* _SHORT PROBLEM_
Every record should be repeated exactly, except that pictures are left out.

* _DATASET CONTENT_
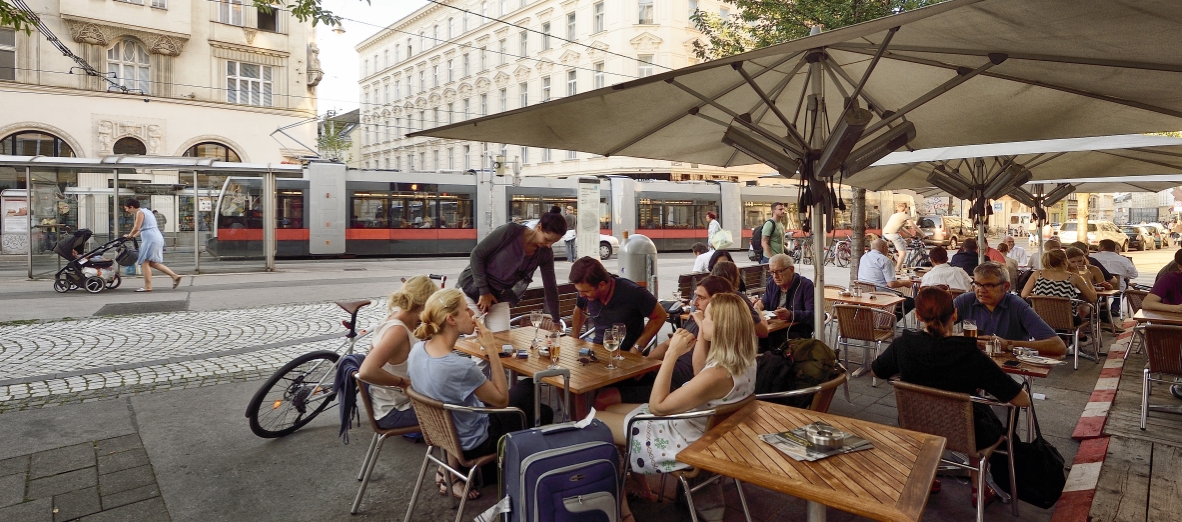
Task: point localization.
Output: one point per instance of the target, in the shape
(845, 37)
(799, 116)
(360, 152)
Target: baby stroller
(89, 269)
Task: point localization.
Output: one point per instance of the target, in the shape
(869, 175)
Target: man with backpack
(770, 236)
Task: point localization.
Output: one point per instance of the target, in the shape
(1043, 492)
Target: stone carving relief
(645, 41)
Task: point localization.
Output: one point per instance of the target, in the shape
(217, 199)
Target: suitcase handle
(537, 393)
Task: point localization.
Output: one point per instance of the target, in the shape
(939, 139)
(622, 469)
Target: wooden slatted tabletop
(889, 482)
(584, 379)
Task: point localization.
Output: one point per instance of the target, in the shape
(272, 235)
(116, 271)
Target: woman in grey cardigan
(502, 265)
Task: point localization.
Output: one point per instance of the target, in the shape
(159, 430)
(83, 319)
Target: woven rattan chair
(1058, 315)
(1163, 356)
(949, 415)
(439, 430)
(866, 325)
(1135, 298)
(823, 393)
(713, 417)
(380, 436)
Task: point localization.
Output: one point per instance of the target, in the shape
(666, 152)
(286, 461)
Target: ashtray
(825, 437)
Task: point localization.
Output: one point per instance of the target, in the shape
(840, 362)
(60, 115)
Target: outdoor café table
(585, 379)
(889, 482)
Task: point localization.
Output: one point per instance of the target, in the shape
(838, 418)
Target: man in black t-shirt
(606, 300)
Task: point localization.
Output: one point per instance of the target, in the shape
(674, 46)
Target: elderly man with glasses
(1004, 314)
(790, 295)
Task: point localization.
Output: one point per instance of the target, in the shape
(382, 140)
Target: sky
(338, 57)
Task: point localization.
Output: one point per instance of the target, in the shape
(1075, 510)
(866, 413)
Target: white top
(1117, 263)
(896, 222)
(947, 274)
(389, 398)
(702, 261)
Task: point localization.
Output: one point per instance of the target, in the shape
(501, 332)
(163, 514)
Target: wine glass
(621, 331)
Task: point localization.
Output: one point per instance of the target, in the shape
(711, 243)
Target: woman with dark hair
(937, 359)
(501, 268)
(151, 249)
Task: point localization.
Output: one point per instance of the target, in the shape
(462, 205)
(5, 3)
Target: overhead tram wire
(545, 34)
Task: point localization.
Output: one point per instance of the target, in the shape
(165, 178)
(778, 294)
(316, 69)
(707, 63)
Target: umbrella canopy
(963, 71)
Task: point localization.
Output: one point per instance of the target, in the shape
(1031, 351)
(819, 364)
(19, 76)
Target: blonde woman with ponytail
(385, 364)
(441, 374)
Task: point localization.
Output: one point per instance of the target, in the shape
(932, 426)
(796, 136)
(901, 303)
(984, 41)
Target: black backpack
(757, 241)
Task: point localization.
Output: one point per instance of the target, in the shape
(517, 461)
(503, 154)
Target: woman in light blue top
(151, 248)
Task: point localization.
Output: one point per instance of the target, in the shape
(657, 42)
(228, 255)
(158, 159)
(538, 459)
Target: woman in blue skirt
(151, 247)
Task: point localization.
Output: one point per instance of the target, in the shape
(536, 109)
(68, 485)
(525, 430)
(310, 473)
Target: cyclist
(898, 224)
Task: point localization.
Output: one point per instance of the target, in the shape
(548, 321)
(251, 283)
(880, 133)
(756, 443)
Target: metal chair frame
(714, 416)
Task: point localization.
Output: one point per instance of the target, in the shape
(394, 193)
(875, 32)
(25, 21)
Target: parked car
(608, 245)
(945, 230)
(1138, 237)
(1097, 230)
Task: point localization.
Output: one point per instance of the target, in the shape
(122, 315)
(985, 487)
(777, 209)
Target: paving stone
(130, 496)
(127, 480)
(150, 510)
(12, 489)
(75, 504)
(14, 465)
(60, 459)
(40, 510)
(134, 457)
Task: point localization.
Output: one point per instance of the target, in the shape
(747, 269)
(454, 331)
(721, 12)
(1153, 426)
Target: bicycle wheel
(293, 396)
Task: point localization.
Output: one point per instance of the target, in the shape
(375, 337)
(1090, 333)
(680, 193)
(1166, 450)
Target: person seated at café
(439, 372)
(608, 300)
(936, 358)
(727, 377)
(1057, 280)
(702, 256)
(942, 273)
(966, 259)
(385, 364)
(877, 268)
(998, 312)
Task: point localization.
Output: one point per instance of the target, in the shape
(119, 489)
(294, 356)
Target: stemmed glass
(611, 343)
(621, 332)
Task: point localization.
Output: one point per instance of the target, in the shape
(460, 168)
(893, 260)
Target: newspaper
(796, 444)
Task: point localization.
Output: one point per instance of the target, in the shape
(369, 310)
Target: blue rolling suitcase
(562, 472)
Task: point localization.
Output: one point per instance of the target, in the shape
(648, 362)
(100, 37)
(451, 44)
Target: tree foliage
(762, 23)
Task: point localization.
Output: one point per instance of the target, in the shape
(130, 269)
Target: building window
(248, 84)
(231, 12)
(129, 62)
(213, 150)
(129, 147)
(645, 65)
(645, 12)
(34, 144)
(8, 54)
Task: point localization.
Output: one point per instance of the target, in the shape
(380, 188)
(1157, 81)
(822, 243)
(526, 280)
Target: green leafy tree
(762, 23)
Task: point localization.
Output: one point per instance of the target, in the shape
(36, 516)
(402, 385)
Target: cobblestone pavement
(98, 358)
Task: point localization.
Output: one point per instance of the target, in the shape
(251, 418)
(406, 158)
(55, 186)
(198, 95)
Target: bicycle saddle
(352, 306)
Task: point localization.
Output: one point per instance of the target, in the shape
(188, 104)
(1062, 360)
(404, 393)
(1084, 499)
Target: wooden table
(584, 378)
(889, 482)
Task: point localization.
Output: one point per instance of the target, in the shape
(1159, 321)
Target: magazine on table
(797, 444)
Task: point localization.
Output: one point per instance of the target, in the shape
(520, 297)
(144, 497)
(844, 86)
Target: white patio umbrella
(954, 73)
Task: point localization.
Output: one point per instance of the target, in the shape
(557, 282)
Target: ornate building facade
(468, 58)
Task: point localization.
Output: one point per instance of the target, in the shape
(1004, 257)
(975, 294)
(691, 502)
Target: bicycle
(305, 386)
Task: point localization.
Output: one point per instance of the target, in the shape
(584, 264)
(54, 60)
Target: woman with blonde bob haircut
(728, 377)
(440, 373)
(385, 364)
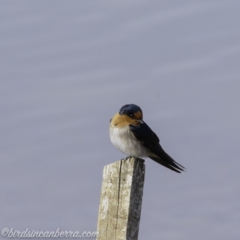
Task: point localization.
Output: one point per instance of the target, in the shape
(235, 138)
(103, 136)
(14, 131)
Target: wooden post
(121, 200)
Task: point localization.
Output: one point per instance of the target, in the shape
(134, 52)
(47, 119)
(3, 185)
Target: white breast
(124, 140)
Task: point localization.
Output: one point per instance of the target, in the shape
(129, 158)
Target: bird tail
(164, 159)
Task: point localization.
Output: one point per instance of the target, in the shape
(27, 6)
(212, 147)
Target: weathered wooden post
(121, 200)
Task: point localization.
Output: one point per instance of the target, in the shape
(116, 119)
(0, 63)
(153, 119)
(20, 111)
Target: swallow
(132, 136)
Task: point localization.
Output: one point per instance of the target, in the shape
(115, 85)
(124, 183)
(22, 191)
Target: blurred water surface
(68, 66)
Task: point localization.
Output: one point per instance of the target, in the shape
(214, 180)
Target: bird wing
(150, 140)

* _COMPLETE OUTPUT_
Task: point localization.
Output: one point per instance of the target, in the shape
(845, 37)
(799, 116)
(360, 152)
Target: baby stroller
(89, 269)
Task: point localization.
Output: one point per instance of the target, in the shape
(869, 175)
Target: man with backpack
(770, 236)
Task: point localization.
Output: one point per instance of the target, in the shape
(1043, 492)
Target: stone carving relief
(645, 41)
Task: point localization.
Output: one point per instance of the target, in the shape
(217, 199)
Target: suitcase handle
(537, 393)
Task: point localization.
Output: one point per instance of the target, in the shape
(939, 139)
(622, 469)
Target: wooden slatted tabletop
(889, 482)
(584, 379)
Task: point localization.
Output: one point per instance of the target, in the shape
(272, 235)
(116, 271)
Target: woman in grey cardigan
(502, 265)
Task: point localization.
Output: one point per instance of the target, in the shape
(159, 430)
(83, 319)
Target: woven rattan chair
(1058, 315)
(1163, 356)
(949, 415)
(439, 430)
(866, 325)
(1135, 298)
(823, 393)
(713, 417)
(380, 436)
Task: point localization.
Output: one point per instance of the target, in the shape
(666, 152)
(286, 461)
Target: ashtray
(825, 437)
Task: point localization.
Output: one point per instance of the target, in the shape
(840, 362)
(60, 115)
Target: outdoor café table
(585, 379)
(889, 482)
Task: point localization.
Output: one point per instance of the target, in the shape
(838, 418)
Target: man in black t-shirt
(606, 300)
Task: point localization.
Output: one point per instance of the target, in the shape
(674, 46)
Target: elderly man with glasses
(1004, 314)
(790, 295)
Task: point localization.
Output: one point per instance of the target, in the shape
(382, 140)
Target: sky
(338, 57)
Task: point localization.
Output: one point per instance of the target, in the shape
(1075, 510)
(866, 413)
Target: white top
(1117, 263)
(896, 222)
(947, 274)
(389, 398)
(702, 261)
Task: point localization.
Output: one point per instance of the target, in the shape
(501, 332)
(163, 514)
Target: wine glass
(621, 331)
Task: point localization.
Output: one point per instance of the target, in the shape
(711, 243)
Target: woman with dark hair
(937, 359)
(501, 268)
(151, 249)
Task: point localization.
Output: one point per instance of the target, in the shape
(462, 205)
(5, 3)
Target: overhead tram wire
(545, 34)
Task: point localization.
Output: one point per instance of the target, in the shape
(165, 178)
(778, 294)
(316, 69)
(707, 63)
Target: umbrella canopy
(963, 71)
Task: point localization.
Output: one point per instance of the target, in the shape
(1031, 351)
(819, 364)
(19, 76)
Target: blonde woman with ponytail
(385, 364)
(441, 374)
Task: point localization.
Output: one point per instance of the target, in the shape
(932, 426)
(796, 136)
(901, 303)
(984, 41)
Target: black backpack
(757, 241)
Task: point localization.
Output: one point per instance of the target, in the shape
(517, 461)
(503, 154)
Target: woman in light blue top
(151, 248)
Task: point localization.
Output: one point per instance of the target, in the shape
(657, 42)
(228, 255)
(158, 159)
(538, 459)
Target: woman in blue skirt
(151, 247)
Task: point localization.
Output: one point per instance of the target, in the shape
(536, 109)
(68, 485)
(525, 430)
(310, 473)
Target: cyclist
(898, 224)
Task: point localization.
Output: one point per instance of the target, in the shape
(548, 321)
(251, 283)
(880, 133)
(756, 443)
Target: metal chair frame
(714, 416)
Task: point localization.
Output: one point per instance of the target, in the shape
(394, 193)
(875, 32)
(25, 21)
Target: parked car
(608, 245)
(945, 230)
(1138, 237)
(1097, 230)
Task: point localization.
Output: one point per instance of the target, in the shape
(122, 315)
(985, 487)
(777, 209)
Target: paving stone
(130, 496)
(127, 480)
(150, 510)
(12, 489)
(75, 504)
(14, 465)
(60, 459)
(40, 510)
(134, 457)
Task: point localization.
Output: one point per instance of the target, in the shape
(747, 269)
(454, 331)
(721, 12)
(1153, 426)
Target: bicycle wheel
(293, 396)
Task: point localization.
Output: one point per instance of the target, in the shape
(375, 337)
(1090, 333)
(680, 193)
(1166, 450)
Target: person seated at café
(439, 372)
(608, 300)
(936, 358)
(727, 377)
(1057, 280)
(702, 256)
(942, 273)
(966, 259)
(385, 364)
(877, 268)
(998, 312)
Task: point localization.
Output: one point per instance of the target, in the shape
(119, 489)
(294, 356)
Target: stemmed glass
(611, 343)
(621, 332)
Task: point localization.
Output: one point per instance of the target, in the shape
(460, 168)
(893, 260)
Target: newspaper
(796, 444)
Task: point localization.
Output: one point per instance of the target, in the shape
(369, 310)
Target: blue rolling suitcase
(562, 472)
Task: point localization.
Output: one point per instance of the target, in the shape
(648, 362)
(100, 37)
(451, 44)
Target: tree foliage
(762, 23)
Task: point localization.
Output: one point per instance of the target, in the shape
(130, 269)
Target: building window
(248, 84)
(231, 12)
(129, 62)
(213, 150)
(129, 147)
(645, 65)
(645, 12)
(34, 144)
(8, 54)
Task: point localization.
Output: one point per instance of the target, in the shape
(380, 188)
(1157, 81)
(822, 243)
(526, 280)
Target: green leafy tree
(762, 23)
Task: point localization.
Output: one point per instance of the target, in the shape
(36, 516)
(402, 385)
Target: cobblestone pavement
(98, 358)
Task: point localization.
Output: one point per instance of the target, in the shape
(251, 418)
(406, 158)
(55, 186)
(198, 95)
Target: bicycle saddle
(352, 306)
Task: point localization.
Output: one point per instance of the target, in the shape
(188, 104)
(1062, 360)
(404, 393)
(1084, 499)
Target: wooden table
(584, 378)
(889, 482)
Task: point localization.
Output: one point per instance of the target, in the shape
(1159, 321)
Target: magazine on table
(797, 444)
Task: point localization.
Output: one point per instance of the target, in the shape
(520, 297)
(144, 497)
(844, 86)
Target: white patio umbrella
(954, 73)
Task: point localization.
Output: one point per instance of the target, in the shape
(557, 282)
Target: ornate building facade
(468, 58)
Task: point localization.
Output: one point per instance of the target, in the shape
(1004, 257)
(975, 294)
(691, 502)
Target: bicycle
(305, 386)
Task: point localization.
Output: one point per instance of the target, in the shape
(584, 264)
(54, 60)
Target: woman with blonde bob haircut
(728, 377)
(440, 373)
(385, 364)
Task: point localization.
Output: one point per instance of the target, in the shape
(235, 138)
(103, 136)
(14, 131)
Target: wooden post
(121, 200)
Task: point localization.
Output: one point per instance of the target, in the shape
(134, 52)
(47, 119)
(3, 185)
Target: white breast
(124, 140)
Task: point localization.
Output: one point per instance of the target, in the shape
(129, 158)
Target: bird tail
(164, 159)
Task: point localization.
Output: one point per instance of the target, in the shape
(27, 6)
(212, 147)
Target: weathered wooden post
(121, 200)
Task: point localization.
Output: one point per instance of the target, in the shape
(116, 119)
(0, 63)
(153, 119)
(20, 111)
Target: swallow
(132, 136)
Task: point localization.
Output: one point per instance of the target, in the shape
(115, 85)
(124, 183)
(22, 191)
Target: blurred water surface
(68, 66)
Task: point localization.
Output: one point per instance of the target, in the shape
(214, 180)
Target: bird wing
(150, 140)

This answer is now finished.